== To do ==
Can you copy the records below word for word, leaving out the pictures?

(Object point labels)
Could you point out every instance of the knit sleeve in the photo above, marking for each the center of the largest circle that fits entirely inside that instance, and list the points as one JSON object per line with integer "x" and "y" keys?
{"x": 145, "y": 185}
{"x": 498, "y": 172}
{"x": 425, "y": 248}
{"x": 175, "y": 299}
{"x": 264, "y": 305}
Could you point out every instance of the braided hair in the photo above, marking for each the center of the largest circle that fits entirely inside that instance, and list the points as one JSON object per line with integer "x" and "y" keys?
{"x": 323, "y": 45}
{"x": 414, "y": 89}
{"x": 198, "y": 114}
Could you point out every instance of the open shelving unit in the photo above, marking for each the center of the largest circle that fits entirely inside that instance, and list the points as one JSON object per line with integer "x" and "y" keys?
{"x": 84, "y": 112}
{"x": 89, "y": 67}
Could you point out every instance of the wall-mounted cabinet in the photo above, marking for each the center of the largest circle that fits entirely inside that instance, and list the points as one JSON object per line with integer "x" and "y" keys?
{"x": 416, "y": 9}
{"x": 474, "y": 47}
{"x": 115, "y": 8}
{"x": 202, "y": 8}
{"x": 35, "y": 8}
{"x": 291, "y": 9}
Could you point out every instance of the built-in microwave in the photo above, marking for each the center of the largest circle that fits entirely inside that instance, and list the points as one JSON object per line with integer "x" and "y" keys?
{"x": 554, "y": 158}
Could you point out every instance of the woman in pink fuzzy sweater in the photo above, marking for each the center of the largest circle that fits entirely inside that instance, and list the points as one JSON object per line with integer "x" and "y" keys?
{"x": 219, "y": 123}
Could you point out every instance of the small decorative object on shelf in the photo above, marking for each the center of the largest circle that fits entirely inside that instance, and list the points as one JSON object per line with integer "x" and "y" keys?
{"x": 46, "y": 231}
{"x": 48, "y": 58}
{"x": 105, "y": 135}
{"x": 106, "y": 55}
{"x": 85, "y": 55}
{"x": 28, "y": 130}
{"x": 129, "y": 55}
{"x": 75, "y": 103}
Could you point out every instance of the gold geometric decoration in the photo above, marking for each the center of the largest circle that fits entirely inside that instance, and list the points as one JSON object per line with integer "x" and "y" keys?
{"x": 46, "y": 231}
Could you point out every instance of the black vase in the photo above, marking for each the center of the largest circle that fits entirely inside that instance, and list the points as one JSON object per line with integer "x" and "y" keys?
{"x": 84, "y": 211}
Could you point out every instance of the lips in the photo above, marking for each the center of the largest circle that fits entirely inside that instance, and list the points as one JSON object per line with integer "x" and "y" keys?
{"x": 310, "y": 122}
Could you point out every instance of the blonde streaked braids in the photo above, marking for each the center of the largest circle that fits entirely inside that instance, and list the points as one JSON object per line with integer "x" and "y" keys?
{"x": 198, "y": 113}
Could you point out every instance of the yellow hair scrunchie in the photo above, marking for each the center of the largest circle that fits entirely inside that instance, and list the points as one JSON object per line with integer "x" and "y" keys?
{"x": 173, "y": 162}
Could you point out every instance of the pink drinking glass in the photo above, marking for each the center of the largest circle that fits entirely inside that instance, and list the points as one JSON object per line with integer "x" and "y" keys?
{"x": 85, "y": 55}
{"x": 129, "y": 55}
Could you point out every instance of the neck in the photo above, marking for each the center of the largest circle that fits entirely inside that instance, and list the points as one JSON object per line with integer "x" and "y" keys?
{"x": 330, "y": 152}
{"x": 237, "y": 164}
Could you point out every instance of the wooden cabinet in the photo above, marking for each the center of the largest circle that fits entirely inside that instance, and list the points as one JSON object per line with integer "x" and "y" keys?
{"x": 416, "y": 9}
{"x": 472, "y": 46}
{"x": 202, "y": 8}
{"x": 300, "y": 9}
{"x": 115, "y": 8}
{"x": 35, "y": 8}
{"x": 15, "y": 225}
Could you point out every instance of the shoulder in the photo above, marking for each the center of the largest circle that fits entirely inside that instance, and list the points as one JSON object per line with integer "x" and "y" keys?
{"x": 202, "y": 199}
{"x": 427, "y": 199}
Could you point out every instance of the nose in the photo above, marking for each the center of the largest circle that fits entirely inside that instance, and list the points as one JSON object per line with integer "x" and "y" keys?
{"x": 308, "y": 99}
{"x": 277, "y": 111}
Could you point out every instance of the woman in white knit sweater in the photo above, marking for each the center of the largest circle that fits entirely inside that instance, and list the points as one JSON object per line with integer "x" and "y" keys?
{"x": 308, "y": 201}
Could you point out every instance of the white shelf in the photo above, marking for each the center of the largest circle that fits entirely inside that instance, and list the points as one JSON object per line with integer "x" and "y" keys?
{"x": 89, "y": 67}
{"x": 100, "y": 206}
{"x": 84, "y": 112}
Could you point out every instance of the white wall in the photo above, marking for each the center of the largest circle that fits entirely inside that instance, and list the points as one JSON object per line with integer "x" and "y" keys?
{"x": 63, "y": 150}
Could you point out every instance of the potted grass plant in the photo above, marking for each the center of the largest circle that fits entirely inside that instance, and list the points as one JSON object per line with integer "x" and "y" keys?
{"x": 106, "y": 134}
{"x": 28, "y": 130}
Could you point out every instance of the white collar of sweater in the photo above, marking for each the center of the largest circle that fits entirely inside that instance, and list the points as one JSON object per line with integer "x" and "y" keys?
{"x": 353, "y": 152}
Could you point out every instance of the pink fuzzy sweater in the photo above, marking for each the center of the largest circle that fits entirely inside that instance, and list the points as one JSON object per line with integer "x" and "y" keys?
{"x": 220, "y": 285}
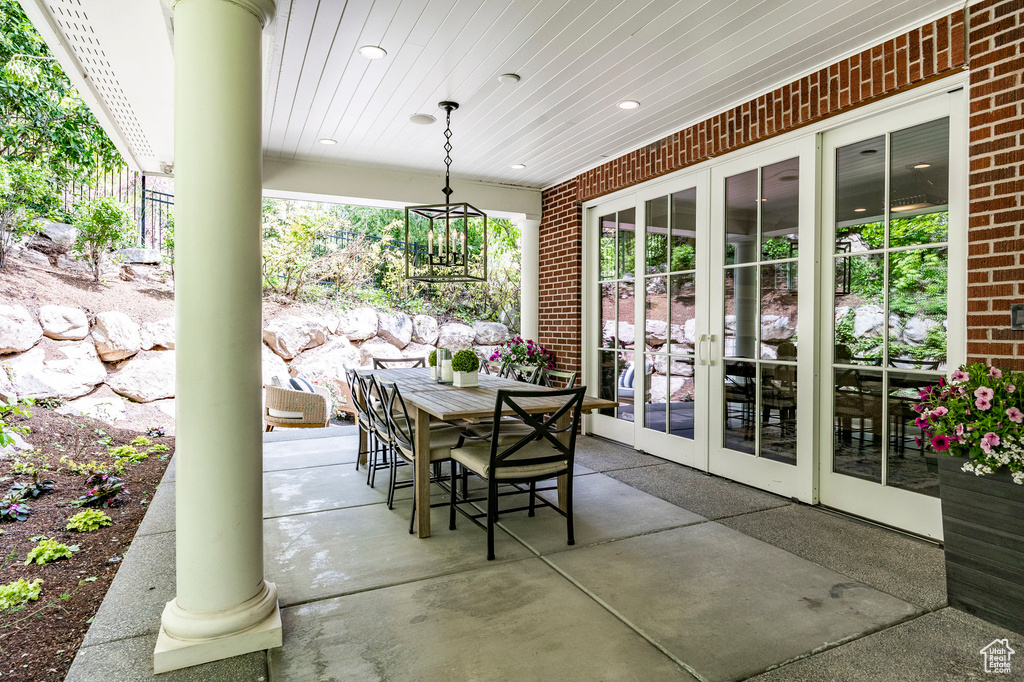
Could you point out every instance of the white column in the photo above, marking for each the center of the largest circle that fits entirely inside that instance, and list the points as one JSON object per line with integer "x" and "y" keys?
{"x": 223, "y": 606}
{"x": 529, "y": 291}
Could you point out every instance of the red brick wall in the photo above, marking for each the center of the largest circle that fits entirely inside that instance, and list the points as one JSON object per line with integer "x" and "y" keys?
{"x": 928, "y": 52}
{"x": 561, "y": 273}
{"x": 995, "y": 263}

== Expected answer ==
Could you point out every instance of the knit sleeve in the photo above, marking for each the center of the largest circle that fits entirely inside that instance, and list the points as one JSON object per line with integer "x" and "y" keys?
{"x": 145, "y": 185}
{"x": 498, "y": 172}
{"x": 425, "y": 248}
{"x": 175, "y": 299}
{"x": 264, "y": 305}
Could you point out every instance of the braided hair in the photo above, marking for each the center of the largest circle that fits entirely inside that instance, and list the points as one JSON object per line with integer "x" and "y" keys?
{"x": 323, "y": 45}
{"x": 414, "y": 89}
{"x": 198, "y": 114}
Could you point out every instance of the open shelving unit in the photo above, marking for each the center of the largest circle that fits entirely inside that instance, and list the points as one JSON object per line with integer "x" and "y" keys?
{"x": 84, "y": 112}
{"x": 89, "y": 67}
Could you point out every instance of the wall-mounted cabinet in the photo above, marking for each the center of the largest circle that fits entirely inside that instance, and list the points as one JSON object per line with integer "x" and "y" keys?
{"x": 416, "y": 9}
{"x": 474, "y": 47}
{"x": 115, "y": 8}
{"x": 202, "y": 8}
{"x": 35, "y": 8}
{"x": 291, "y": 9}
Could you point out every instance of the built-in microwave in the photo above, marking for each the center of the largest circle that fits entirely inside that instance, and list the points as one JSON object per line with integer "x" and "y" keys?
{"x": 554, "y": 158}
Could you point out every instance of the woman in pink fuzzy sweater in the photo above, marking for each the center of the largest circle that fits entirely inside that instance, and list the points as one JSON object per line with integer "x" and "y" keys?
{"x": 219, "y": 123}
Could you point out every instance of the small decorative object on shelf in the photo above, marking for each the center of the largest circle that fits entirely inside that instance, and list the points as one JSON object per line with integer "x" and "y" keys?
{"x": 46, "y": 231}
{"x": 48, "y": 58}
{"x": 105, "y": 135}
{"x": 106, "y": 55}
{"x": 85, "y": 55}
{"x": 28, "y": 130}
{"x": 129, "y": 55}
{"x": 75, "y": 103}
Could you point out every instance of the gold geometric decoration in the photo above, marking for each the center of the largest circle that fits entirely inside that instance, and list the points as one JSON object per line with integer "x" and "y" keys?
{"x": 46, "y": 231}
Could you point out every instance of the black vase in the photo above, marking for each the center of the largest circle that fits entirely inside that instance, and list the points as one JSON object per line with integer "x" and "y" keys?
{"x": 84, "y": 211}
Could you point out every instance of the lips in the photo above, marking for each the center of the largest circle that fits entirely inside that instance, and list the points as one JSON object per line with integer "x" and "y" keys?
{"x": 310, "y": 122}
Could you point out every instance of the blonde streaked braids in the photo above, marking for each the center of the largest circle that fits entirely inside that instance, and list the points as one JSON object per line with integer "x" and "y" keys?
{"x": 198, "y": 113}
Could you point out every instance of the yellow hair scrunchie in the photo above, marking for each the center of the largest circle that fits entirely inside that instance, and list the points as one JSON object per line with integer "x" and "y" keys?
{"x": 173, "y": 162}
Could you point out every instance of the pink drinking glass in the photo above, marking for each the center of the largest circle that fits entirely inside that instance, and list the points as one JSON object per line with integer "x" and "y" keys?
{"x": 85, "y": 55}
{"x": 129, "y": 55}
Could you point out every instance of the neck in the photo above, marking for each the center of the largest circle that fits entirely inside that instance, and list the points as one JSON object per line with integer "x" and "y" keys?
{"x": 330, "y": 152}
{"x": 237, "y": 164}
Could you point out every instance of the wooden cabinet in the photo above, marking for each the center of the largest circle that fits entirely inside that instance, and list the points as one JSON object per line with integer "x" and "y" keys?
{"x": 416, "y": 9}
{"x": 472, "y": 46}
{"x": 202, "y": 8}
{"x": 300, "y": 9}
{"x": 115, "y": 8}
{"x": 35, "y": 8}
{"x": 15, "y": 225}
Could you point out every instance of the shoulder in the photo above, marking for each the center of the largest circle that fits entirely inside that instance, and list the points as one JSON object per line with integer "x" and "y" keys?
{"x": 202, "y": 199}
{"x": 427, "y": 199}
Could you point out every instance of the nose in the photo above, marking for each the center of the largest circle that fits entirely inside that instance, and list the points as one JSON object per line with integer "x" and "y" keys?
{"x": 308, "y": 99}
{"x": 277, "y": 111}
Could you point out every instance of the woman in white knit sweater in the photo above, marking for each the center of the largest circle that fits entirely inside that instance, and list the points as one JSON object per line with integer "x" and "y" keys?
{"x": 308, "y": 201}
Could you point out every instance of the white shelf in the photo above, marking for each the center of the largest circle that fits entirely inside that instance, and list the points as one JSON object per line with integer "x" and "y" keys?
{"x": 89, "y": 67}
{"x": 100, "y": 206}
{"x": 84, "y": 112}
Could you point out every instance of the white wall in the photo above, marking for each the center of the largest circle that fits entirely inside that instance, and list the points as one JSON object per line with integer "x" and "y" keys?
{"x": 63, "y": 150}
Could you point out every instance of the potted grass plant in the photo above, marking for each the center of the largest circle that fits entirely inside that instance, and list the points as one JSON object per line with integer "x" and "y" keys?
{"x": 106, "y": 134}
{"x": 28, "y": 130}
Could you point out every instance of the white collar of sweater in the photo above, marking for each the center of the largest circle that fits entirely inside that instance, and list the points as one JSON object per line with integer "x" and "y" keys?
{"x": 353, "y": 152}
Could you point out every instance of the pink fuzzy sweater in the photo above, marking for each the center of the largest circle that fits entirely inside that instance, and list the points as one JSON object per line with integer "x" and "y" keys?
{"x": 220, "y": 285}
Could you point out every instance of the white column in the photo above, marking for each the center of the largest circle that fits entirely inside that instance, and list the points as one JSON object per line with integer "x" and "y" keys?
{"x": 223, "y": 606}
{"x": 529, "y": 291}
Could you point out every instance of the red brick wall in the photo above, marking for each the center of the largest circle that fits entirely inside that instance, and list the points as one JSON object per line with integer "x" and "y" keys?
{"x": 928, "y": 52}
{"x": 561, "y": 273}
{"x": 995, "y": 263}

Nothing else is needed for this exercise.